## Exercise
Copy out the items below, substituting "shrub" for each "bush" and keeping everything else unchanged.

[Region outline items]
__________________________________________________
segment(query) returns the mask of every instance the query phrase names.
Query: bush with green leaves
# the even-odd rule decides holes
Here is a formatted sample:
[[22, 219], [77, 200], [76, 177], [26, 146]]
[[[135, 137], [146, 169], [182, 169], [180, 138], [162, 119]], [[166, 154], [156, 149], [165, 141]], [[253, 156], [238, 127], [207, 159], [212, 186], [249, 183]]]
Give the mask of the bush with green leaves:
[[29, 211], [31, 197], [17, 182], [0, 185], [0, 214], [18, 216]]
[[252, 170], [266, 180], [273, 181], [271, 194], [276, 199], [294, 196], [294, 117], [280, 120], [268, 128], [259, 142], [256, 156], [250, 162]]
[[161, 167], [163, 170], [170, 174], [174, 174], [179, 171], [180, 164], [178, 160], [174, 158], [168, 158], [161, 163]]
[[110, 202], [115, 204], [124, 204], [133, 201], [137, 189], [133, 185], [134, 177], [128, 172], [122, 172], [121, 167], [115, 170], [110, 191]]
__________________________________________________
## Solution
segment(query) returns the mask of every instance the query phrase names.
Query: shrub with green leaves
# the even-odd rule decides holes
Here is a formatted sample:
[[22, 219], [77, 200], [76, 177], [26, 146]]
[[[135, 137], [146, 169], [182, 169], [180, 138], [162, 119]], [[166, 154], [156, 149], [165, 141]], [[253, 156], [238, 127], [207, 159], [212, 186], [249, 183]]]
Give the mask of the shrub with green leaves:
[[29, 211], [31, 197], [17, 182], [0, 185], [0, 214], [18, 216]]
[[252, 170], [266, 180], [273, 181], [271, 194], [276, 199], [294, 196], [294, 117], [280, 120], [268, 128], [259, 142], [256, 156], [250, 162]]
[[161, 167], [163, 170], [170, 174], [174, 174], [179, 171], [180, 164], [178, 160], [174, 158], [168, 158], [161, 163]]
[[110, 202], [115, 204], [124, 204], [133, 201], [137, 189], [133, 185], [134, 177], [128, 172], [122, 172], [121, 167], [115, 170], [110, 191]]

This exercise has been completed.